**Stated goal a**: Update the entries from the line that contains "Annotation guideline: every instance of the tailwheel" through the end of the entries, replacing "landing gear leg" with "main gear strut" and leaving everything else unchanged. Return only those lines.

**Selection**:
— begin —
The only tests that still fail are for torchhead and mxnethead and these issues appear to have been fixed on master. Apart from that all the builds and tests have run fine in the CI now.

The eightfold build concurrency seems to have shaved off a few minutes from the docker build times, but I'm not sure how comparable these are between Github actions workflow runs at different times.

From the table that @nvcastet linked to, requiring only (say) CMake 3.10 instead of 3.18 would enable people to build with the standard package sources of these distros:

  • Red Hat 8 (2019)
  • openSUSE 15.1 (2019)
  • Ubuntu 18.04 (2018)
  • Debian 10 (2019)

Apparently even Ubuntu 20.04 only comes with CMake 3.16 and would require users to add a more recent extra package.

Then again it's really pretty easy to get a recent CMake via pip, conda, snap, or a PPA or similar (and many C++ projects require this).

Anyway, if we find it worthwhile to lower the version requirement somewhat from 3.18, I'd be willing to look into it, but it might take some time.

@EnricoMi
Copy link
Collaborator

This is awesome! Build time in GitHub Actions sadly do not benefit much from the concurrency as the workers have only two cores. But users definitively benefit from this. 🎉

@maxhgerlach
Copy link
Collaborator Author

Good point regarding the number of cores available to the workers, @EnricoMi! A default MAKEFLAGS=-j8 still seems to work fine, though, even if that's more processes than the VMs can use effectively.

When I set unlimited scaling with -j, I had weird problems with hanging builds and disappearing logs (this run https://github.com/horovod/horovod/runs/4243022771), so probably some effective limit to memory or ... was exceeded. I had assumed that make -j would not schedule more processes than the number of available CPU threads, but a brief look into man make just proved me wrong.

@EnricoMi
Copy link
Collaborator

Interesting default imposed by make. You could set MAKEFLAGS=-j2 in our ci.yaml if the Horovod default of -j8 is a problem for GitHub.

@maxhgerlach
Copy link
Collaborator Author

maxhgerlach commented Dec 16, 2021

After rebasing to master, enable_language(CUDA) does not work anymore on the ppc64le Jenkins worker.

I would get an "error: identifier "__ieee128" is undefined". This appears to be a bug with GCC 8+ and CUDA 10. See LLNL/blt#341 (comment) I decided to disable quadruple precision there via -mno-float128, which shouldn't be a issue for Horovod.
— end —
**Stated goal b**: Copy the thread word for word from "The eightfold build" up to and including "at different times.".

**Source data**:
— begin —
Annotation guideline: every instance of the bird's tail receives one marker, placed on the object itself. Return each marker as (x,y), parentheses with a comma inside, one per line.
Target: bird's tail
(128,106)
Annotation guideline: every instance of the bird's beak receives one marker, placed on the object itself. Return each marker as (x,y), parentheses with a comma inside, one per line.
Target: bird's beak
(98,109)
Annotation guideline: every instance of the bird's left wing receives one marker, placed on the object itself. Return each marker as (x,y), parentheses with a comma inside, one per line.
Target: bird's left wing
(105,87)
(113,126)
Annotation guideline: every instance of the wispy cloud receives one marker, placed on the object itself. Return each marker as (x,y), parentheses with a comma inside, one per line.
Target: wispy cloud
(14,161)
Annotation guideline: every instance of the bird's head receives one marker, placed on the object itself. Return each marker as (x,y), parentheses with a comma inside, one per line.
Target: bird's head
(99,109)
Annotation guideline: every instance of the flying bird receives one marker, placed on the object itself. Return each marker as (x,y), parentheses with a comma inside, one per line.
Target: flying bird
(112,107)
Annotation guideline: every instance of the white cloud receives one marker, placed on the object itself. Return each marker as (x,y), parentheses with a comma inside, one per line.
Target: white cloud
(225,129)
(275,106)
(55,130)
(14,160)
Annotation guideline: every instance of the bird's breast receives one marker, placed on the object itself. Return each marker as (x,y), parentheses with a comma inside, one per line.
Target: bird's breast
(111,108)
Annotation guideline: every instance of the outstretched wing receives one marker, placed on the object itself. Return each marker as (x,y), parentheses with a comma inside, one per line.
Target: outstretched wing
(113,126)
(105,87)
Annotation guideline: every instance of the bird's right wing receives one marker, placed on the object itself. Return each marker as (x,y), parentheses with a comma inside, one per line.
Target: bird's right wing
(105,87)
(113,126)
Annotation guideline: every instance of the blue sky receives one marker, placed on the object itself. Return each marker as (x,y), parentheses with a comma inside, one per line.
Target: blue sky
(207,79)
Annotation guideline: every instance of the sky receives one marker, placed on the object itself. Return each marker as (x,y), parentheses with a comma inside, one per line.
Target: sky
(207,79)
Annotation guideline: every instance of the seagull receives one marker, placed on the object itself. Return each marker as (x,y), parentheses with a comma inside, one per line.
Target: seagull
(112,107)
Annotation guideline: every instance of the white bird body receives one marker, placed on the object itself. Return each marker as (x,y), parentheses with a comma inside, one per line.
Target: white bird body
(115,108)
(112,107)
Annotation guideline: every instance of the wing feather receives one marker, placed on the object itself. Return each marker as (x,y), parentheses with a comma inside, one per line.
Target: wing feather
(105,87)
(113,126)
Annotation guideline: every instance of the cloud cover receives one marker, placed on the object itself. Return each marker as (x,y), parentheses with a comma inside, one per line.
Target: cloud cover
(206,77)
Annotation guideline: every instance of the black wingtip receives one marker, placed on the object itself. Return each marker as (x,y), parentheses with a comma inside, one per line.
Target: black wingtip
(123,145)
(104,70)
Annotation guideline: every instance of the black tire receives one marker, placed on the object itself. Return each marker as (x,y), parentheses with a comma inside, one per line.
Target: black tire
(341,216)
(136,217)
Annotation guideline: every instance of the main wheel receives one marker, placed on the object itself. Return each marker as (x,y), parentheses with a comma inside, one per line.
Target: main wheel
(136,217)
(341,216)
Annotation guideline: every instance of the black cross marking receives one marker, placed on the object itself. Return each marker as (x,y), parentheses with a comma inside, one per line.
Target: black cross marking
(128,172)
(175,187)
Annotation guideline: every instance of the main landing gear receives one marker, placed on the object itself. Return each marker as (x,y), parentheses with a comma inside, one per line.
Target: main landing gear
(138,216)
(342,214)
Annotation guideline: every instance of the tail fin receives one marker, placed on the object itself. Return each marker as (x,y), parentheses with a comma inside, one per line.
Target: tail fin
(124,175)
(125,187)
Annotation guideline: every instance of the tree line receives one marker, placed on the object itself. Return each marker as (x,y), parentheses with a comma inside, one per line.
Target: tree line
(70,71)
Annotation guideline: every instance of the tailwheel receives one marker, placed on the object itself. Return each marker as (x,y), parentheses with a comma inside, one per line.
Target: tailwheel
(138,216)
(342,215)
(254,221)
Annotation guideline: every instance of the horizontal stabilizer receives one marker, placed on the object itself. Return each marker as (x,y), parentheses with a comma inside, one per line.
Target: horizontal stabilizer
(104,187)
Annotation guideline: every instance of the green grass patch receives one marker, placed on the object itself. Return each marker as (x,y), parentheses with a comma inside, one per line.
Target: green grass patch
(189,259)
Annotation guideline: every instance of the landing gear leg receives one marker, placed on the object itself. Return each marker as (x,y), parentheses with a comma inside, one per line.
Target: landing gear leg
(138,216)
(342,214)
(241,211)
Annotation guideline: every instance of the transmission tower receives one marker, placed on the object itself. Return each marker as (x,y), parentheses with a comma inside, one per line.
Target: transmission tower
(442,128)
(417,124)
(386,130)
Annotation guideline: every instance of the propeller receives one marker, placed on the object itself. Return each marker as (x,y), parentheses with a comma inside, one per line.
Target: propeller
— end —
**Problem solution a**:
Annotation guideline: every instance of the tailwheel receives one marker, placed on the object itself. Return each marker as (x,y), parentheses with a comma inside, one per line.
Target: tailwheel
(138,216)
(342,215)
(254,221)
Annotation guideline: every instance of the horizontal stabilizer receives one marker, placed on the object itself. Return each marker as (x,y), parentheses with a comma inside, one per line.
Target: horizontal stabilizer
(104,187)
Annotation guideline: every instance of the green grass patch receives one marker, placed on the object itself. Return each marker as (x,y), parentheses with a comma inside, one per line.
Target: green grass patch
(189,259)
Annotation guideline: every instance of the main gear strut receives one marker, placed on the object itself. Return each marker as (x,y), parentheses with a comma inside, one per line.
Target: main gear strut
(138,216)
(342,214)
(241,211)
Annotation guideline: every instance of the transmission tower receives one marker, placed on the object itself. Return each marker as (x,y), parentheses with a comma inside, one per line.
Target: transmission tower
(442,128)
(417,124)
(386,130)
Annotation guideline: every instance of the propeller receives one marker, placed on the object itself. Return each marker as (x,y), parentheses with a comma inside, one per line.
Target: propeller

**Problem solution b**:
The eightfold build concurrency seems to have shaved off a few minutes from the docker build times, but I'm not sure how comparable these are between Github actions workflow runs at different times.